Y añadió“Lo más curioso es que en ese lote no hay ningún libro de sus amigos españoles, Valle Inclán, Unamuno, Machado, Juan Ramón Jiménez. Apenas destaca en el lote un solo libro de Leopoldo Lugones. Falta lo mejor de la biblioteca personal del poeta nicaragüense”.

Salí de aquella conversación con la esperanza, más bien ilusoria, de que había encontrado una pista y que tal vez si daba con las personas adecuadas podría descubrir algo más. Pero los días pasaron y al concluir mi estancia en Madrid seguía teniendo las mismas preguntas.
¿Dónde fue a parar el grueso de la biblioteca personal de Darío? ¿Se habrá dispersado en negocios de librerías de viejo? ¿Estará en alguna librería universitaria, esperando en las estanterías numeradas a que algún estudiante o investigador descubra algún inédito?

* MATERIAL *
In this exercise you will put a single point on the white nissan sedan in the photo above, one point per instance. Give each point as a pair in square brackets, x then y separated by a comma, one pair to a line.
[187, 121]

* INSTRUCCIONES DE TRABAJO *
Prosigue el texto sobre el paradero de la biblioteca personal de Darío a partir de su última frase.

* RESPUESTA *
Referencias
En diciembre de 1997, David Whitesell, un catalogador de libros raros, descubrió por casualidad en un anaquel de la biblioteca Widener, de Harvard, un libro que contenía en sus páginas en blanco, las más próximas a la contraportada, algunos poemas manuscritos de Rubén Darío. El libro era “Eglantinas”, del poeta argentino Pedro J. Naón, quien se lo había enviado a Darío en 1901
Partiendo de la teoría de que este libro podía formar parte de la biblioteca privada de Darío, dirigió su investigación a las compras de libros realizadas por la Universidad a comienzos del siglo XX, descubriendo que este libro había sido adquirido a un librero de Madrid, Joaquín Medinilla, en abril de 1916, en una lista de 180 ejemplares.
En un trabajo detectivesco logró localizar todos los libros de la lista, a pesar de estar dispersos en la Biblioteca, y pudo verificar que al menos 43 habían pertenecido a la biblioteca personal de Darío

En la actualidad los libros se conservan  en la Biblioteca Houghton, especializada en la conservación de libros raros, dentro de la Biblioteca de Harvard College, Harvard University.